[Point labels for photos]
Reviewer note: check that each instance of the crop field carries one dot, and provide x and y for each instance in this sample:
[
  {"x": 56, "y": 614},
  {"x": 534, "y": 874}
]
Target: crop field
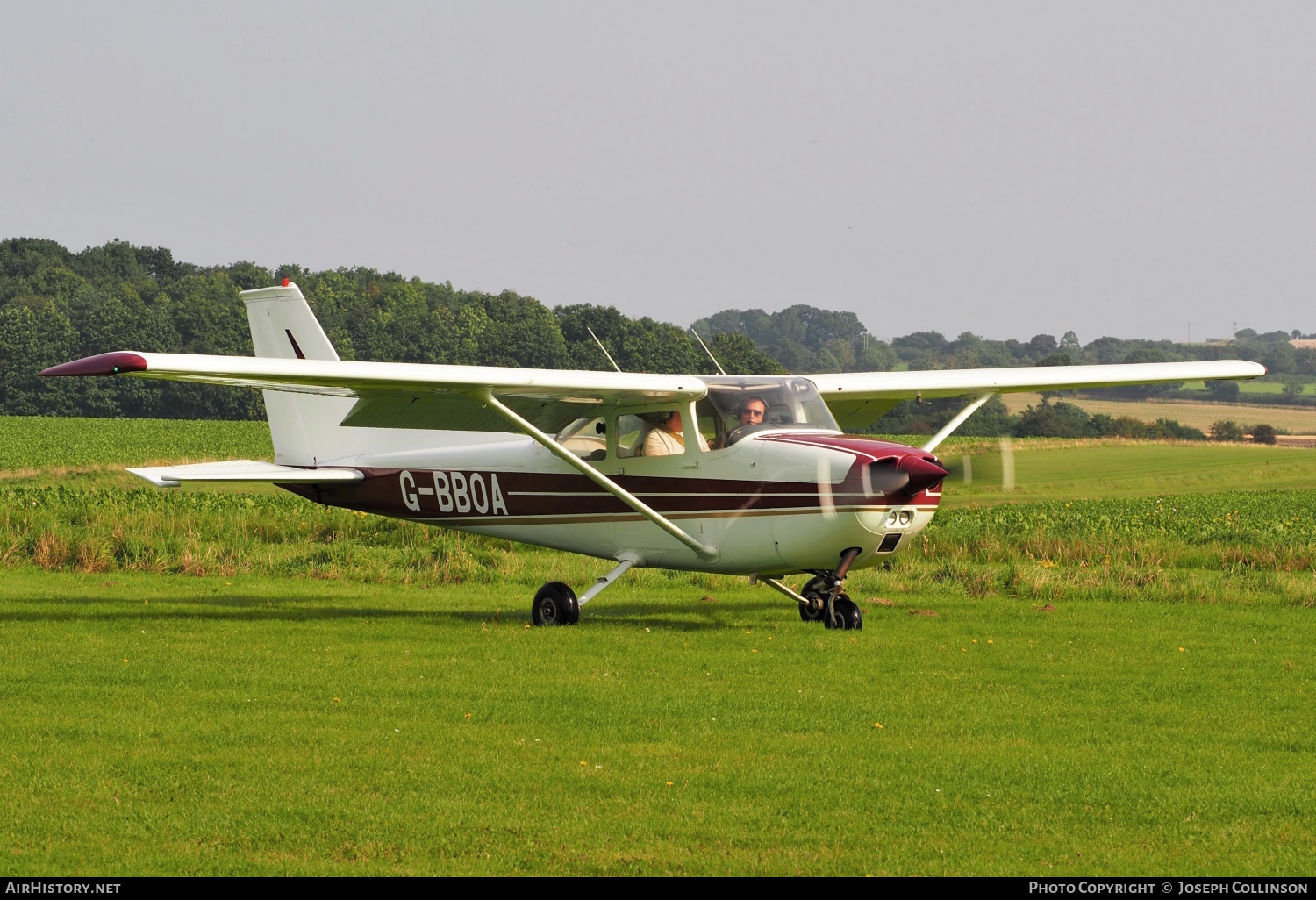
[
  {"x": 1107, "y": 671},
  {"x": 1200, "y": 415}
]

> **What the exercise asks**
Write out all the lines above in full, including their wording, and shift every x and y coordinate in the answers by adding 131. Leave the pictures out.

> **Full answer**
Reviewer note: check that each instance of the crop field carries one dot, and provide x and y for each instance in this sample:
[
  {"x": 56, "y": 614},
  {"x": 534, "y": 874}
]
Target: crop field
[
  {"x": 1238, "y": 802},
  {"x": 1331, "y": 546}
]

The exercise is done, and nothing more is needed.